• [PASSAGE TO READ]
===============

Get Us On The Court And We're Trouble



aka club ilwtt - autumn 2008. date: yes. time: yes. venue: yes. the tracks were these.

the elementz featuring scorzayzee "voyage" (from"crushmode" cd lp on occupy your mind)

yep, you read it right: featuring scorzayzee. yay. one of notts' many finest is *BACK* and is still the master storyteller, with the ability to deliver reality like no other (e.g. "great britain" w/ the p brothers) and heartfelt, kitchen sink empathy like no other (just like on "want what's yours" with styly cee, all the way back in day). oh, and he's still got a killer flow. actually, the elementz record is pretty tight, especially with skinnyman's "high grade" and with wretch and mates killing it on "at 1 with the elementz", but we're afraid any track with scorz on it is gonna upstage all-comers, and this he duly does. on another level.

scorzayzee "why i'm here" (myspace track)

===============

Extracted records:
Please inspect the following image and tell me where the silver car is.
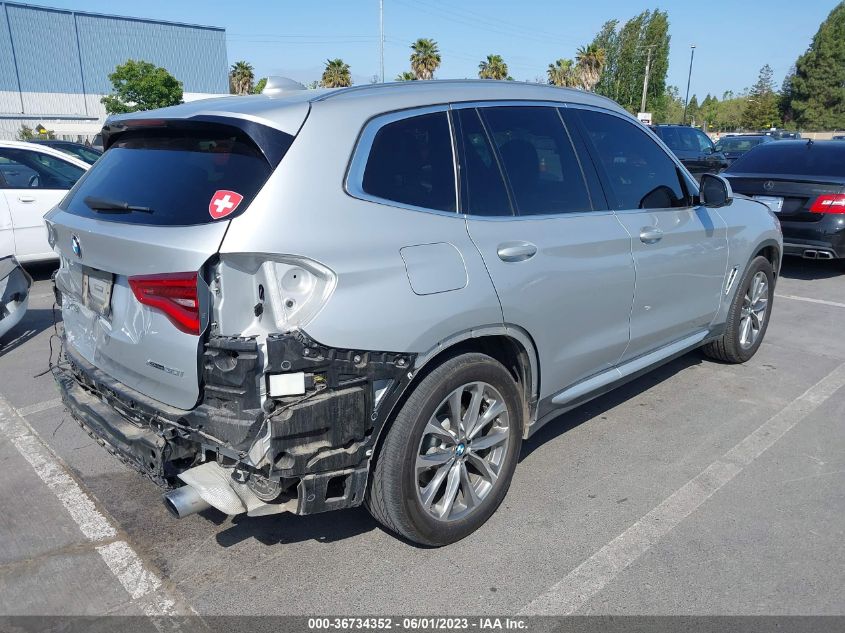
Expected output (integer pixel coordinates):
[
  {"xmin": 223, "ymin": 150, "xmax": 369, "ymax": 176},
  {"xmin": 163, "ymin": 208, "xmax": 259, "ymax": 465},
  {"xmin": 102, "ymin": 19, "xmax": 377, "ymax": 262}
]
[{"xmin": 47, "ymin": 81, "xmax": 782, "ymax": 545}]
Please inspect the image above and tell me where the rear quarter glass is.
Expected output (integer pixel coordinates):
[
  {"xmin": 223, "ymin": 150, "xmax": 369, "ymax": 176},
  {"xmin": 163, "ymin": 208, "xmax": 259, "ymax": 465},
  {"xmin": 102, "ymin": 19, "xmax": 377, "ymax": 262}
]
[
  {"xmin": 728, "ymin": 141, "xmax": 845, "ymax": 178},
  {"xmin": 60, "ymin": 126, "xmax": 292, "ymax": 226}
]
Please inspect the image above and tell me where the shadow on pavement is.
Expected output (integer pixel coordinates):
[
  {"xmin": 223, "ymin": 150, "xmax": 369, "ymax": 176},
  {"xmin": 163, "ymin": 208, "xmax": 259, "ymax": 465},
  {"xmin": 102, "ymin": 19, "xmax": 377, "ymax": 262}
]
[
  {"xmin": 0, "ymin": 308, "xmax": 59, "ymax": 358},
  {"xmin": 780, "ymin": 257, "xmax": 845, "ymax": 280},
  {"xmin": 23, "ymin": 262, "xmax": 59, "ymax": 281},
  {"xmin": 213, "ymin": 507, "xmax": 379, "ymax": 547}
]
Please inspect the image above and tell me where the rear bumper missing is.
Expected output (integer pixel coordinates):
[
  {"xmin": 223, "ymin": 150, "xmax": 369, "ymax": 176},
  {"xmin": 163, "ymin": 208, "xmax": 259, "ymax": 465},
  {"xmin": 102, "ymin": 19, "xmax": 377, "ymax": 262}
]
[{"xmin": 54, "ymin": 332, "xmax": 413, "ymax": 514}]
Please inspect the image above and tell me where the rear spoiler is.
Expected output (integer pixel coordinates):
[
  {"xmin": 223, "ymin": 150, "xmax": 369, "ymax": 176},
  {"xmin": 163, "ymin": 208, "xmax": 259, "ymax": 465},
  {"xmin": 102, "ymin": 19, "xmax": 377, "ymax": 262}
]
[{"xmin": 102, "ymin": 115, "xmax": 294, "ymax": 169}]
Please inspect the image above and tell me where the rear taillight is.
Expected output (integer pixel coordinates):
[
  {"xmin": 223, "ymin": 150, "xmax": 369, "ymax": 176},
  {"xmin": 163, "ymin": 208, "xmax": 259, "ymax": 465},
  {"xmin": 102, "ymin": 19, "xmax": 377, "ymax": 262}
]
[
  {"xmin": 810, "ymin": 193, "xmax": 845, "ymax": 213},
  {"xmin": 129, "ymin": 273, "xmax": 200, "ymax": 334}
]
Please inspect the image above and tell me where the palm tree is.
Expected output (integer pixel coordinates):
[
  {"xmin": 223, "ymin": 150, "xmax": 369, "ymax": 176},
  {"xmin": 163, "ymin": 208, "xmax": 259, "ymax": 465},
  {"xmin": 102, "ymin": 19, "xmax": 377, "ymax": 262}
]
[
  {"xmin": 411, "ymin": 37, "xmax": 440, "ymax": 79},
  {"xmin": 546, "ymin": 59, "xmax": 578, "ymax": 88},
  {"xmin": 478, "ymin": 55, "xmax": 508, "ymax": 79},
  {"xmin": 320, "ymin": 57, "xmax": 352, "ymax": 88},
  {"xmin": 229, "ymin": 61, "xmax": 255, "ymax": 95},
  {"xmin": 575, "ymin": 44, "xmax": 607, "ymax": 92}
]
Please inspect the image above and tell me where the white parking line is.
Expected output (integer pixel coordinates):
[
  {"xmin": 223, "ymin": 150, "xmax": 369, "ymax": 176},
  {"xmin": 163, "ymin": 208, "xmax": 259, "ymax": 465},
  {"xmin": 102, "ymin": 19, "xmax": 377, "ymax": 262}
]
[
  {"xmin": 775, "ymin": 294, "xmax": 845, "ymax": 308},
  {"xmin": 17, "ymin": 398, "xmax": 62, "ymax": 417},
  {"xmin": 0, "ymin": 396, "xmax": 185, "ymax": 630},
  {"xmin": 521, "ymin": 363, "xmax": 845, "ymax": 615}
]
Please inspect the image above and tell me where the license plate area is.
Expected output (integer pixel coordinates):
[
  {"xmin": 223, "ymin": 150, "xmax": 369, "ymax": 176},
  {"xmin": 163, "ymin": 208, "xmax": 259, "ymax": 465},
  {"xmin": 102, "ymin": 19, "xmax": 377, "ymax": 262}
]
[
  {"xmin": 754, "ymin": 196, "xmax": 783, "ymax": 213},
  {"xmin": 82, "ymin": 266, "xmax": 114, "ymax": 317}
]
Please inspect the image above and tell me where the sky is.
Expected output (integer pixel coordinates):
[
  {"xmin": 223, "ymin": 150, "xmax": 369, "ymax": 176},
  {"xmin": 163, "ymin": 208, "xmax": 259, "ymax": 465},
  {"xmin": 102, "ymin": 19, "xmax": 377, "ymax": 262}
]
[{"xmin": 29, "ymin": 0, "xmax": 837, "ymax": 101}]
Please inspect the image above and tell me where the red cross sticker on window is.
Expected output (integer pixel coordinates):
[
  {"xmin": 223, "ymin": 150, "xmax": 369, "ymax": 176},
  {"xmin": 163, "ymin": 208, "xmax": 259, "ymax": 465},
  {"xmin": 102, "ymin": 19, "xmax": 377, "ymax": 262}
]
[{"xmin": 208, "ymin": 189, "xmax": 244, "ymax": 220}]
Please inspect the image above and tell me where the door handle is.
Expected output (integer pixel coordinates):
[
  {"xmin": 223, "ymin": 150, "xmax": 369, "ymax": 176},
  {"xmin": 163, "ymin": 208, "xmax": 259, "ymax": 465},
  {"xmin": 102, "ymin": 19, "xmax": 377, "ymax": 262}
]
[
  {"xmin": 496, "ymin": 242, "xmax": 537, "ymax": 262},
  {"xmin": 640, "ymin": 226, "xmax": 663, "ymax": 244}
]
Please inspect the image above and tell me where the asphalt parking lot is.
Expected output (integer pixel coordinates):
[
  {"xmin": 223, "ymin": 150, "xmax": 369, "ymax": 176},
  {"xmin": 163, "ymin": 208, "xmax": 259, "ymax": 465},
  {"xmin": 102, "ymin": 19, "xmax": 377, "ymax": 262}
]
[{"xmin": 0, "ymin": 260, "xmax": 845, "ymax": 615}]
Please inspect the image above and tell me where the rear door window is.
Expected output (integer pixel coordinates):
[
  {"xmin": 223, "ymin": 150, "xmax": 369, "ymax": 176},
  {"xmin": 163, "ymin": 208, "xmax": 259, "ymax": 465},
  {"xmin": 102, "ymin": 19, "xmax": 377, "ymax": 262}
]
[
  {"xmin": 362, "ymin": 111, "xmax": 457, "ymax": 212},
  {"xmin": 479, "ymin": 106, "xmax": 593, "ymax": 215},
  {"xmin": 61, "ymin": 126, "xmax": 286, "ymax": 226},
  {"xmin": 0, "ymin": 148, "xmax": 85, "ymax": 189},
  {"xmin": 573, "ymin": 108, "xmax": 690, "ymax": 209}
]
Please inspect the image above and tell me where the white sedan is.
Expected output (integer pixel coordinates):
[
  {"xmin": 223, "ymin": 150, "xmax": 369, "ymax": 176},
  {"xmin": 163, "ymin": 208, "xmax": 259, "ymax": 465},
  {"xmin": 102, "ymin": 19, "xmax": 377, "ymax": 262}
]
[{"xmin": 0, "ymin": 141, "xmax": 90, "ymax": 262}]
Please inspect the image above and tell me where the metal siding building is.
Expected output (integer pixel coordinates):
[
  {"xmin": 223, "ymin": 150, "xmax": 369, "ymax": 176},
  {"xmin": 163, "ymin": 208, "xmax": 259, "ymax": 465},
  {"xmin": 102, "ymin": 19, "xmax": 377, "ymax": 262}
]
[{"xmin": 0, "ymin": 0, "xmax": 229, "ymax": 139}]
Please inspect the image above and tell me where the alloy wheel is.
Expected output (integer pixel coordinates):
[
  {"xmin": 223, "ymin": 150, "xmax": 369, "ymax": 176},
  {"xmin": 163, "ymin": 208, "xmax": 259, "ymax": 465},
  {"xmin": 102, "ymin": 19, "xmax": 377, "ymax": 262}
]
[{"xmin": 415, "ymin": 382, "xmax": 511, "ymax": 521}]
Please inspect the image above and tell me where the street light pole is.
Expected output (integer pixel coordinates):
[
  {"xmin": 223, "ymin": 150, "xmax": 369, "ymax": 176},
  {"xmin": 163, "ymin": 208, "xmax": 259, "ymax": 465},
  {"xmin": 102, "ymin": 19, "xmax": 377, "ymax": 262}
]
[
  {"xmin": 640, "ymin": 44, "xmax": 654, "ymax": 112},
  {"xmin": 684, "ymin": 44, "xmax": 695, "ymax": 125},
  {"xmin": 378, "ymin": 0, "xmax": 384, "ymax": 83}
]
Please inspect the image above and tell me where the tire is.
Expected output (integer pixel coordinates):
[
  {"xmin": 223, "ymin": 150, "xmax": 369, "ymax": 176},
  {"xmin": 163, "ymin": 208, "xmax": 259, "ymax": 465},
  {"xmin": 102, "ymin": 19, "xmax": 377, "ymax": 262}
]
[
  {"xmin": 702, "ymin": 257, "xmax": 775, "ymax": 363},
  {"xmin": 366, "ymin": 353, "xmax": 523, "ymax": 546}
]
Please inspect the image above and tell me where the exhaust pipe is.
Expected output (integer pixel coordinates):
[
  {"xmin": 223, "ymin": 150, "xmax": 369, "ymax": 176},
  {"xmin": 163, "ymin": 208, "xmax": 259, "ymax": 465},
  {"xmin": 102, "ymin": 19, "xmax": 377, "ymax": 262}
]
[{"xmin": 162, "ymin": 486, "xmax": 211, "ymax": 519}]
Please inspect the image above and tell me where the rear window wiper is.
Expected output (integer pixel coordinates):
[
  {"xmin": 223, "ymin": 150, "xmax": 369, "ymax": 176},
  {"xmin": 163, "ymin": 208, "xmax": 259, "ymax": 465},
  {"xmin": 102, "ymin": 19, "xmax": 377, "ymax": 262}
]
[{"xmin": 84, "ymin": 196, "xmax": 154, "ymax": 213}]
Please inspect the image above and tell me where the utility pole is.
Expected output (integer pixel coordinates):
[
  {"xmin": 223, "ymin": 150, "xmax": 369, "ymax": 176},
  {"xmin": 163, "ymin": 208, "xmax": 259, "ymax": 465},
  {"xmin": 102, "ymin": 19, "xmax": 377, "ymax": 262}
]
[
  {"xmin": 684, "ymin": 44, "xmax": 695, "ymax": 125},
  {"xmin": 640, "ymin": 44, "xmax": 654, "ymax": 112},
  {"xmin": 378, "ymin": 0, "xmax": 384, "ymax": 83}
]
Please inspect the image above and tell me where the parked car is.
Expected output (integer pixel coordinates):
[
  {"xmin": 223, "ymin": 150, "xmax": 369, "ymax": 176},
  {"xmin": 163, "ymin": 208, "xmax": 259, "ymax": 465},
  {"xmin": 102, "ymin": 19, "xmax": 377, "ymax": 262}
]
[
  {"xmin": 651, "ymin": 125, "xmax": 728, "ymax": 180},
  {"xmin": 715, "ymin": 134, "xmax": 775, "ymax": 166},
  {"xmin": 0, "ymin": 255, "xmax": 32, "ymax": 338},
  {"xmin": 30, "ymin": 140, "xmax": 103, "ymax": 165},
  {"xmin": 725, "ymin": 140, "xmax": 845, "ymax": 259},
  {"xmin": 47, "ymin": 81, "xmax": 781, "ymax": 545},
  {"xmin": 0, "ymin": 141, "xmax": 90, "ymax": 262}
]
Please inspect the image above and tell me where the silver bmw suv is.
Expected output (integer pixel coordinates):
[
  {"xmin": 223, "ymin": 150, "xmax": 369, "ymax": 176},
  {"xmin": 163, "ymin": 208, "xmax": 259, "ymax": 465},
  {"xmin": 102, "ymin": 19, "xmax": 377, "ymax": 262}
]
[{"xmin": 46, "ymin": 81, "xmax": 782, "ymax": 545}]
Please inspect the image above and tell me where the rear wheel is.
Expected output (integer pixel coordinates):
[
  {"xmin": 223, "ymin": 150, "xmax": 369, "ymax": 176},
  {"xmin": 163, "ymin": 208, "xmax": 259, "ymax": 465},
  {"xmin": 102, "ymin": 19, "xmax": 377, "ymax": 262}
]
[
  {"xmin": 367, "ymin": 353, "xmax": 522, "ymax": 545},
  {"xmin": 703, "ymin": 257, "xmax": 775, "ymax": 363}
]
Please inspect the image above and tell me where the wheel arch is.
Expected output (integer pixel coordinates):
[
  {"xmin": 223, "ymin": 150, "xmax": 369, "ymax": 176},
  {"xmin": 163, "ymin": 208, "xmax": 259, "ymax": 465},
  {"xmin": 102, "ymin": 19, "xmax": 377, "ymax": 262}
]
[{"xmin": 369, "ymin": 325, "xmax": 540, "ymax": 473}]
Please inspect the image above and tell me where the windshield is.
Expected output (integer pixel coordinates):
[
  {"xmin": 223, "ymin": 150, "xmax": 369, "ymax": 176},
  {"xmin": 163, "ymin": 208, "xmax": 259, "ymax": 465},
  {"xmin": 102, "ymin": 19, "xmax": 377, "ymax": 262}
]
[
  {"xmin": 728, "ymin": 141, "xmax": 845, "ymax": 178},
  {"xmin": 716, "ymin": 136, "xmax": 763, "ymax": 152},
  {"xmin": 61, "ymin": 127, "xmax": 290, "ymax": 226}
]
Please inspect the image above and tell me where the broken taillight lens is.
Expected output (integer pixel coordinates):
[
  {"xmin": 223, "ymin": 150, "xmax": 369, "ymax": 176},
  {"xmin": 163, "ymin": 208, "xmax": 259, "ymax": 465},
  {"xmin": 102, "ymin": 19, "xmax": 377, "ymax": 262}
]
[
  {"xmin": 129, "ymin": 272, "xmax": 200, "ymax": 335},
  {"xmin": 810, "ymin": 193, "xmax": 845, "ymax": 213}
]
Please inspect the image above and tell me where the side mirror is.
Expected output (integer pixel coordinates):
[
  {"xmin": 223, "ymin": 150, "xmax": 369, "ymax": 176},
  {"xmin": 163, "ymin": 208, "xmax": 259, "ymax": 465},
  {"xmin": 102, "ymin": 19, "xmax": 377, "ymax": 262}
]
[{"xmin": 699, "ymin": 174, "xmax": 734, "ymax": 207}]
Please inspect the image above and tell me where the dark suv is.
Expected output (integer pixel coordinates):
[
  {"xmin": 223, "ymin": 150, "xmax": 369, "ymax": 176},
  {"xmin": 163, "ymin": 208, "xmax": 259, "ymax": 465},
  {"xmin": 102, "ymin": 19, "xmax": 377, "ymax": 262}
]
[{"xmin": 651, "ymin": 125, "xmax": 728, "ymax": 180}]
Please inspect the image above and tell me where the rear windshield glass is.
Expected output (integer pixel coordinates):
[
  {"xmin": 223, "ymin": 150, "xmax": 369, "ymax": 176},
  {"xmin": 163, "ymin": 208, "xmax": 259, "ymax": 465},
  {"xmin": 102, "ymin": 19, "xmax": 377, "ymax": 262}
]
[
  {"xmin": 728, "ymin": 141, "xmax": 845, "ymax": 178},
  {"xmin": 716, "ymin": 136, "xmax": 763, "ymax": 152},
  {"xmin": 60, "ymin": 128, "xmax": 284, "ymax": 226}
]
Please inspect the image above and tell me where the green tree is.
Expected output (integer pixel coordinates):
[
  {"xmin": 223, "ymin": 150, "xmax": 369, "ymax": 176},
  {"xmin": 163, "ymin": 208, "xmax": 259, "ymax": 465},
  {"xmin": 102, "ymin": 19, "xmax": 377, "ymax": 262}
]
[
  {"xmin": 320, "ymin": 57, "xmax": 352, "ymax": 88},
  {"xmin": 100, "ymin": 59, "xmax": 182, "ymax": 114},
  {"xmin": 778, "ymin": 66, "xmax": 795, "ymax": 127},
  {"xmin": 789, "ymin": 2, "xmax": 845, "ymax": 130},
  {"xmin": 478, "ymin": 55, "xmax": 509, "ymax": 79},
  {"xmin": 229, "ymin": 61, "xmax": 255, "ymax": 95},
  {"xmin": 575, "ymin": 44, "xmax": 607, "ymax": 92},
  {"xmin": 546, "ymin": 59, "xmax": 578, "ymax": 88},
  {"xmin": 411, "ymin": 37, "xmax": 440, "ymax": 79},
  {"xmin": 592, "ymin": 9, "xmax": 671, "ymax": 115},
  {"xmin": 742, "ymin": 64, "xmax": 780, "ymax": 130},
  {"xmin": 591, "ymin": 20, "xmax": 619, "ymax": 96}
]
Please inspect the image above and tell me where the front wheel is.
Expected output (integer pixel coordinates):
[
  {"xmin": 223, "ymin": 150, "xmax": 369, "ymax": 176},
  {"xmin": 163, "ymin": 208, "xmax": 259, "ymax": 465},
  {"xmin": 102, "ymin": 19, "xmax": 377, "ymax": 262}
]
[
  {"xmin": 367, "ymin": 353, "xmax": 522, "ymax": 546},
  {"xmin": 703, "ymin": 257, "xmax": 775, "ymax": 363}
]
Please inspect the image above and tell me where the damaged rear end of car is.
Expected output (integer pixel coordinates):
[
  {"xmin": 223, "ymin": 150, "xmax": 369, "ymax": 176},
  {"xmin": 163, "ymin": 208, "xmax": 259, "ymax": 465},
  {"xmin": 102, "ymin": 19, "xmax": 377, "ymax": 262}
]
[{"xmin": 45, "ymin": 97, "xmax": 414, "ymax": 517}]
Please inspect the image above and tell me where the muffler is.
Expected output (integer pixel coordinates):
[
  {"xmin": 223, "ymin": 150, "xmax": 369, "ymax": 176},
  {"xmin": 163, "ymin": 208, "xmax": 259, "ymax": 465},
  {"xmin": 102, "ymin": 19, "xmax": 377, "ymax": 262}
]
[
  {"xmin": 163, "ymin": 462, "xmax": 298, "ymax": 519},
  {"xmin": 162, "ymin": 486, "xmax": 211, "ymax": 519}
]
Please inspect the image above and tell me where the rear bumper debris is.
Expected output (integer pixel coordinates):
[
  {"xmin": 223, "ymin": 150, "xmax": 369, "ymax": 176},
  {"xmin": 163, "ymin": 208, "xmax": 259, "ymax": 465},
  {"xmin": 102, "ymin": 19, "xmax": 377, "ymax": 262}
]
[{"xmin": 53, "ymin": 332, "xmax": 415, "ymax": 516}]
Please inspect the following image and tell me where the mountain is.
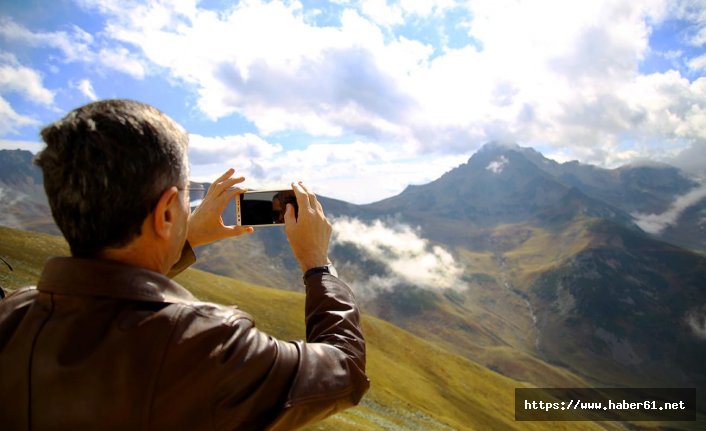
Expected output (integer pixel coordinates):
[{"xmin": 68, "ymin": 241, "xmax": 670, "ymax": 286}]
[
  {"xmin": 0, "ymin": 150, "xmax": 59, "ymax": 234},
  {"xmin": 0, "ymin": 227, "xmax": 625, "ymax": 431},
  {"xmin": 1, "ymin": 144, "xmax": 706, "ymax": 422}
]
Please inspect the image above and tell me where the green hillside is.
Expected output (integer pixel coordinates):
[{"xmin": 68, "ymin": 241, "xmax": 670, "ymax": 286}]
[{"xmin": 0, "ymin": 227, "xmax": 624, "ymax": 430}]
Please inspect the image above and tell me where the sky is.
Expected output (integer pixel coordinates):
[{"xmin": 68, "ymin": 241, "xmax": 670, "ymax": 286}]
[{"xmin": 0, "ymin": 0, "xmax": 706, "ymax": 203}]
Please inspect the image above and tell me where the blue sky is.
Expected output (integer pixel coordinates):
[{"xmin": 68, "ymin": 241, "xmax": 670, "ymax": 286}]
[{"xmin": 0, "ymin": 0, "xmax": 706, "ymax": 203}]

===============

• [WHAT NEEDS TO BE DONE]
Answer these questions about the club playlist text:
1. Which season and year is the playlist from?
2. What is the title of the track by the elementz featuring scorzayzee?
3. Which artist is named with the track "high grade"?

• [RESPONSE AREA]
1. Autumn 2008.
2. "Voyage."
3. Skinnyman.